* _DATASET ENTRIES_:
↓
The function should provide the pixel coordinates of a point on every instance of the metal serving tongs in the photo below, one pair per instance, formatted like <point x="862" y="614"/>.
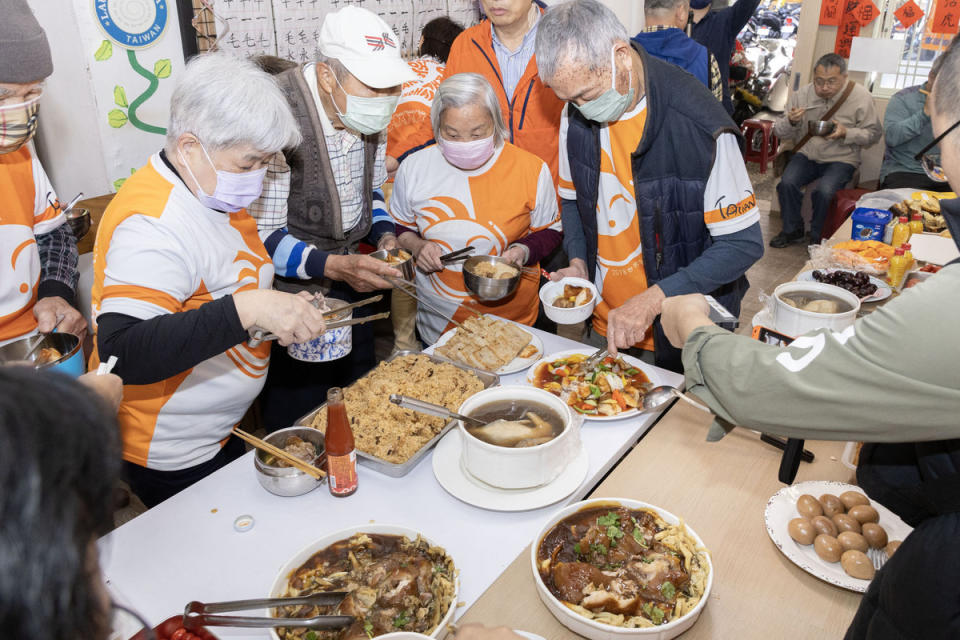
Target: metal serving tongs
<point x="457" y="256"/>
<point x="257" y="335"/>
<point x="196" y="614"/>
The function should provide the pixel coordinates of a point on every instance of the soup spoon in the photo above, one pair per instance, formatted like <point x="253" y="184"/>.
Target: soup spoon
<point x="659" y="396"/>
<point x="432" y="409"/>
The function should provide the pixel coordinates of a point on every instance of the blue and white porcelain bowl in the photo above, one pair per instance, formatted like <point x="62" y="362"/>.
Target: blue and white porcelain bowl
<point x="331" y="345"/>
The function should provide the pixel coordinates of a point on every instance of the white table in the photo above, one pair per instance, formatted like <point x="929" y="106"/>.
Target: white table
↑
* _PROBLEM TO SOLVE_: Could you copy out, word for word, everything from the line containing "of the blue" up to and including the final line of the rows?

* _ANSWER TO THIS TASK_:
The function should provide the pixel coordinates of a point on every instance of the blue and white porcelain bowl in the photo above, one pair per instance, formatted like <point x="62" y="362"/>.
Target: blue and white porcelain bowl
<point x="331" y="345"/>
The function should provide the pixel coordinates of a point on every instance of the white table in the photo above, one pair per instance, formatted like <point x="929" y="106"/>.
Target: white table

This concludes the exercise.